[Saved data]
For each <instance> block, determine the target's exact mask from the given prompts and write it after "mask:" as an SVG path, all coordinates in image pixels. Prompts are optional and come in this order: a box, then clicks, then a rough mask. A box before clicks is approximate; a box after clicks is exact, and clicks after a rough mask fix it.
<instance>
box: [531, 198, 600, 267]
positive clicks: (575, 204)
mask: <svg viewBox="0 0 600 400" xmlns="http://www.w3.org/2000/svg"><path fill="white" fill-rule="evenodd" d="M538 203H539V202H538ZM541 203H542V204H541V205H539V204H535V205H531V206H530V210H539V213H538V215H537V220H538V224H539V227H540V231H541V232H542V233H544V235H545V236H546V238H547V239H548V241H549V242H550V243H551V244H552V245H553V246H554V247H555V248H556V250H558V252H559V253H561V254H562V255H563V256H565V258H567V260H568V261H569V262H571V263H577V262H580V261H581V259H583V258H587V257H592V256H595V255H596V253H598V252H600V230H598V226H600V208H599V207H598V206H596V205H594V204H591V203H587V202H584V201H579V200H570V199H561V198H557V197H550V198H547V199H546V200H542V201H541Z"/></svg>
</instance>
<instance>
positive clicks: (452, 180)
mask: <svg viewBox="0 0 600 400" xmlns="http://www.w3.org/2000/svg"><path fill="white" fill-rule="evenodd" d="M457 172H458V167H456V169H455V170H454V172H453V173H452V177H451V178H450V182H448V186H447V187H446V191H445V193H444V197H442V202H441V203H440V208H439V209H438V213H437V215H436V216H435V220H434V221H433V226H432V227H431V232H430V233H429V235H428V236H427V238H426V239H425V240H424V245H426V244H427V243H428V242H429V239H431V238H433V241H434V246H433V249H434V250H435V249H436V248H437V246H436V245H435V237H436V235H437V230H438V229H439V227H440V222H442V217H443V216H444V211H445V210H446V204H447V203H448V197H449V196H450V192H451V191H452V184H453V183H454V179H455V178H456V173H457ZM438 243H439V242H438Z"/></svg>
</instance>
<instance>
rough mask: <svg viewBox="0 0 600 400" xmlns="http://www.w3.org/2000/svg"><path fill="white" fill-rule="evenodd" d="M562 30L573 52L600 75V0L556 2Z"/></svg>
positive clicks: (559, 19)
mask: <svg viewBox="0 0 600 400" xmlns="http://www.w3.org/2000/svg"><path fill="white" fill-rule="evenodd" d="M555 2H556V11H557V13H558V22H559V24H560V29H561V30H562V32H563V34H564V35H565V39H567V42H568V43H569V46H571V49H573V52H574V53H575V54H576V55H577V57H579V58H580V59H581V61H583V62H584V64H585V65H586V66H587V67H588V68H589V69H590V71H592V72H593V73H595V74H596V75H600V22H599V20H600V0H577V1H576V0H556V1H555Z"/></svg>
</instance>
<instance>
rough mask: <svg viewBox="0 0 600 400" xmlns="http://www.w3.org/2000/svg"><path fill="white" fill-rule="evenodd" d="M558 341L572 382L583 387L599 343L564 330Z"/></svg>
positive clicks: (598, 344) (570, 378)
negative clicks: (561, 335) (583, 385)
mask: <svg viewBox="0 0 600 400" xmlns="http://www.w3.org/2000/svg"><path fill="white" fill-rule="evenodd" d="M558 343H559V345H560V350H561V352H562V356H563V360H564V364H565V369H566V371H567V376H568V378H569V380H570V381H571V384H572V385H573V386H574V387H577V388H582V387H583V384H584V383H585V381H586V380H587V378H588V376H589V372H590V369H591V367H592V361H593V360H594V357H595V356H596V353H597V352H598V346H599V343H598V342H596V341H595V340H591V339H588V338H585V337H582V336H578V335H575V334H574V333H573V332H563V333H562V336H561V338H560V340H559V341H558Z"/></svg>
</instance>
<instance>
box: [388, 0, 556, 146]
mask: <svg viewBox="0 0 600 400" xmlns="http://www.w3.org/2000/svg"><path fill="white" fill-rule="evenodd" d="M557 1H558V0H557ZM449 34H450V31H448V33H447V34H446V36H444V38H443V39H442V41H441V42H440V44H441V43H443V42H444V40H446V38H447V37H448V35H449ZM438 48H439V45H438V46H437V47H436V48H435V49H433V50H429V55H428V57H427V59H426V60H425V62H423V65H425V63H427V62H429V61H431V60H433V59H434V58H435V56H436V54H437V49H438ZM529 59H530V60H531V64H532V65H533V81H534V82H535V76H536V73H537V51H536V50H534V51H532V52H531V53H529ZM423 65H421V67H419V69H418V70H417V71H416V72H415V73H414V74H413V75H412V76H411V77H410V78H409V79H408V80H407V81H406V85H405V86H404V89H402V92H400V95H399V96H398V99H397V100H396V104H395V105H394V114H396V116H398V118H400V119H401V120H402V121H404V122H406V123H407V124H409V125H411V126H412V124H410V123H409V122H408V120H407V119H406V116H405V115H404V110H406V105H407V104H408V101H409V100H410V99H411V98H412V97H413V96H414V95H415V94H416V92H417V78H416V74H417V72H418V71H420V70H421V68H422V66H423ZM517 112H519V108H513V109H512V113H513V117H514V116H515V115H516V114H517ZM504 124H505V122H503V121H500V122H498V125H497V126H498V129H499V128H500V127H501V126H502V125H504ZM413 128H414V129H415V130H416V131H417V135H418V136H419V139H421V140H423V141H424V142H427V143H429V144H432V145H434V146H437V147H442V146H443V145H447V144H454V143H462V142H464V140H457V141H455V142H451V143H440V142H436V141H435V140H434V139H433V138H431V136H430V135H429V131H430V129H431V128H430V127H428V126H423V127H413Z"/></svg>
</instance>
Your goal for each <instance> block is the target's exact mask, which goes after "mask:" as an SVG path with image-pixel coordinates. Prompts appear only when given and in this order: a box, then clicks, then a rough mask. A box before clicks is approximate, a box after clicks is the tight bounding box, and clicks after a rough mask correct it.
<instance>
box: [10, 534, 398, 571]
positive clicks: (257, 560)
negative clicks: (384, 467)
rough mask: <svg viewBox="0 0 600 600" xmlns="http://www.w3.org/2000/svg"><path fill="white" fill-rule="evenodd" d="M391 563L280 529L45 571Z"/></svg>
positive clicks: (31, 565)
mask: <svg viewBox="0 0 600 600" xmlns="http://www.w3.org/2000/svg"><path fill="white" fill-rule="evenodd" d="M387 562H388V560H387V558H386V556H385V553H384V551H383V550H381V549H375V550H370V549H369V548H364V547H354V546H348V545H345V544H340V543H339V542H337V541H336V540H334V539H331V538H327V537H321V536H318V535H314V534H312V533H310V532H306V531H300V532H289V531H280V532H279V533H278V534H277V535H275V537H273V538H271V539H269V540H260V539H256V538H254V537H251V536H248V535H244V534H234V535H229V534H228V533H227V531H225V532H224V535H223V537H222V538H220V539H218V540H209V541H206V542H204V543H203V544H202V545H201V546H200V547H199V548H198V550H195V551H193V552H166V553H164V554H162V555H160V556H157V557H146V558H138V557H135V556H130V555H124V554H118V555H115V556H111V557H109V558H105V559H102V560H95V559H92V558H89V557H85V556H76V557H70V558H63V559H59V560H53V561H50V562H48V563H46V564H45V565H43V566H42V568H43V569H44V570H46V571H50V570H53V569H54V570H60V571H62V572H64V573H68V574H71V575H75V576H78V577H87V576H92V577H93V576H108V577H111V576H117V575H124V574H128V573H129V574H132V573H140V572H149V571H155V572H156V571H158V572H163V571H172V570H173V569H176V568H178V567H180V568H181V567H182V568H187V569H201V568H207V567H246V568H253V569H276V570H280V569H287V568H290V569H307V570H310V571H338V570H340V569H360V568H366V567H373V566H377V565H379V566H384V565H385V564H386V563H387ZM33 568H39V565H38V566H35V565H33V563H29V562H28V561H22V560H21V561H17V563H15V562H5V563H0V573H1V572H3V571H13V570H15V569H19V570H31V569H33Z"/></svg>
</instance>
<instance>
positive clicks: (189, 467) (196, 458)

→ **What to work on**
Rewrite every item above as a numbered list, leaving out any blank lines.

→ **Response below**
1. For each <instance> block, determine the target's exact mask from the given prompts and write it after "mask:" as an SVG path, all coordinates in image pixels. Prompts are optional and come in this order: a box, then clicks, then a rough mask. A box before clicks is approximate; a box after clicks is exact, and clicks after a rough mask fix it.
2. <instance>
3. box: [531, 198, 600, 267]
4. positive clicks: (575, 204)
5. mask: <svg viewBox="0 0 600 400" xmlns="http://www.w3.org/2000/svg"><path fill="white" fill-rule="evenodd" d="M538 203H539V202H538ZM541 203H542V204H541V205H539V204H535V205H531V206H530V210H539V213H538V215H537V220H538V224H539V227H540V231H541V232H542V233H544V235H545V236H546V238H547V239H548V241H549V242H550V243H551V244H552V245H553V246H554V247H555V248H556V250H558V252H559V253H561V254H562V255H563V256H565V258H567V260H568V261H569V262H571V263H577V262H580V261H581V259H583V258H587V257H592V256H595V255H596V253H598V252H600V230H598V226H600V208H599V207H598V206H596V205H594V204H591V203H587V202H584V201H579V200H570V199H561V198H557V197H550V198H547V199H546V200H542V201H541Z"/></svg>
6. </instance>
7. <instance>
8. positive clicks: (452, 180)
9. mask: <svg viewBox="0 0 600 400" xmlns="http://www.w3.org/2000/svg"><path fill="white" fill-rule="evenodd" d="M457 172H458V167H456V169H455V170H454V172H453V173H452V177H451V178H450V182H448V186H447V187H446V191H445V193H444V197H442V202H441V203H440V208H439V209H438V213H437V215H436V216H435V220H434V221H433V226H432V227H431V232H430V233H429V235H428V236H427V238H426V239H425V240H424V245H426V244H427V243H428V242H429V239H431V238H433V241H434V246H433V249H434V250H435V249H436V248H437V246H436V245H435V237H436V235H437V230H438V229H439V227H440V222H442V217H443V216H444V211H445V210H446V204H447V203H448V197H449V196H450V192H451V191H452V184H453V183H454V179H455V178H456V173H457ZM438 243H439V242H438Z"/></svg>
10. </instance>
11. <instance>
12. rough mask: <svg viewBox="0 0 600 400" xmlns="http://www.w3.org/2000/svg"><path fill="white" fill-rule="evenodd" d="M562 30L573 52L600 75V0L556 2Z"/></svg>
13. positive clicks: (559, 19)
14. mask: <svg viewBox="0 0 600 400" xmlns="http://www.w3.org/2000/svg"><path fill="white" fill-rule="evenodd" d="M555 2H556V11H557V13H558V22H559V24H560V29H561V30H562V32H563V34H564V35H565V39H567V42H568V43H569V46H571V49H573V52H574V53H575V54H576V55H577V57H579V58H580V59H581V61H583V62H584V64H585V65H586V66H587V67H588V68H589V69H590V71H592V72H593V73H595V74H596V75H600V22H599V20H600V0H577V1H576V0H556V1H555Z"/></svg>
15. </instance>
16. <instance>
17. rough mask: <svg viewBox="0 0 600 400" xmlns="http://www.w3.org/2000/svg"><path fill="white" fill-rule="evenodd" d="M558 341L572 382L583 387L599 343L564 330Z"/></svg>
18. positive clicks: (598, 344) (570, 378)
19. negative clicks: (561, 335) (583, 385)
20. mask: <svg viewBox="0 0 600 400" xmlns="http://www.w3.org/2000/svg"><path fill="white" fill-rule="evenodd" d="M558 343H559V345H560V350H561V352H562V356H563V360H564V364H565V369H566V371H567V376H568V378H569V380H570V381H571V384H572V385H573V386H574V387H577V388H582V387H583V384H584V383H585V381H586V380H587V378H588V376H589V372H590V369H591V367H592V361H593V360H594V357H595V356H596V353H597V352H598V346H599V343H598V342H596V341H595V340H591V339H588V338H585V337H582V336H578V335H575V334H574V333H573V332H563V333H562V336H561V338H560V340H559V341H558Z"/></svg>
21. </instance>
22. <instance>
23. box: [388, 0, 556, 146]
24. mask: <svg viewBox="0 0 600 400" xmlns="http://www.w3.org/2000/svg"><path fill="white" fill-rule="evenodd" d="M557 1H558V0H557ZM449 34H450V31H448V33H447V34H446V36H444V38H443V39H442V41H441V42H440V44H441V43H443V42H444V40H446V38H447V37H448V35H449ZM438 48H439V45H438V46H437V47H436V48H435V49H433V50H429V55H428V57H427V59H426V60H425V62H423V65H425V63H427V62H429V61H431V60H433V59H434V58H435V56H436V54H437V49H438ZM529 59H530V60H531V64H532V65H533V81H534V82H535V76H536V73H537V51H536V50H534V51H532V52H531V53H529ZM423 65H421V67H419V69H418V70H417V71H416V72H415V73H414V74H413V75H412V76H411V77H410V78H409V79H408V80H407V81H406V85H405V86H404V89H402V92H400V95H399V96H398V99H397V100H396V104H395V105H394V114H396V116H398V118H400V119H401V120H402V121H404V122H406V123H407V124H409V125H411V126H412V124H410V123H409V122H408V120H407V119H406V116H405V115H404V110H406V105H407V104H408V101H409V100H410V99H411V98H412V97H413V96H414V95H415V94H416V92H417V78H416V74H417V72H418V71H420V70H421V68H422V66H423ZM517 112H519V108H513V109H512V113H513V117H514V116H515V115H516V114H517ZM504 124H505V122H503V121H500V122H498V125H497V126H498V129H499V128H500V127H501V126H502V125H504ZM413 128H414V129H415V130H416V131H417V135H418V136H419V139H421V140H423V141H424V142H427V143H429V144H432V145H434V146H437V147H442V146H443V145H447V144H454V143H462V142H464V140H457V141H455V142H451V143H440V142H436V141H435V140H434V139H433V138H431V136H430V135H429V131H430V129H431V128H430V127H428V126H423V127H413Z"/></svg>
25. </instance>
26. Your goal for each <instance> block is the target's exact mask, which goes after "mask:" as an SVG path with image-pixel coordinates. Prompts appear only when given and in this order: a box, then clicks, then a rough mask. A box before clicks is approximate, a box after clicks is the tight bounding box, and clicks after a rough mask correct it.
27. <instance>
28. box: [10, 534, 398, 571]
29. positive clicks: (257, 560)
30. negative clicks: (384, 467)
31. rough mask: <svg viewBox="0 0 600 600" xmlns="http://www.w3.org/2000/svg"><path fill="white" fill-rule="evenodd" d="M391 563L280 529L45 571Z"/></svg>
32. positive clicks: (31, 565)
33. mask: <svg viewBox="0 0 600 600" xmlns="http://www.w3.org/2000/svg"><path fill="white" fill-rule="evenodd" d="M387 562H388V560H387V558H386V556H385V553H384V551H383V550H381V549H375V550H370V549H369V548H364V547H354V546H348V545H345V544H340V543H339V542H337V541H336V540H334V539H331V538H327V537H321V536H318V535H314V534H312V533H310V532H306V531H300V532H289V531H280V532H279V533H278V534H277V535H275V537H273V538H271V539H269V540H260V539H256V538H254V537H251V536H248V535H244V534H234V535H229V534H228V533H227V531H225V532H224V535H223V537H222V538H220V539H218V540H209V541H206V542H204V543H203V544H202V545H201V546H200V547H199V548H198V550H195V551H193V552H166V553H164V554H162V555H160V556H157V557H146V558H138V557H135V556H130V555H124V554H118V555H115V556H111V557H109V558H105V559H102V560H95V559H92V558H89V557H85V556H76V557H70V558H63V559H59V560H53V561H50V562H48V563H46V564H45V565H43V566H42V568H43V569H44V570H46V571H50V570H53V569H54V570H60V571H62V572H64V573H68V574H71V575H75V576H78V577H87V576H92V577H93V576H108V577H111V576H117V575H124V574H128V573H129V574H132V573H140V572H149V571H155V572H156V571H158V572H163V571H172V570H173V569H176V568H178V567H180V568H181V567H182V568H187V569H201V568H207V567H246V568H253V569H276V570H280V569H287V568H290V569H307V570H310V571H338V570H340V569H360V568H366V567H373V566H377V565H379V566H384V565H385V564H386V563H387ZM33 568H39V565H38V566H35V565H33V563H29V562H28V561H22V560H21V561H17V563H15V562H5V563H0V573H1V572H3V571H13V570H15V569H19V570H31V569H33Z"/></svg>
34. </instance>
35. <instance>
36. positive clicks: (189, 467) (196, 458)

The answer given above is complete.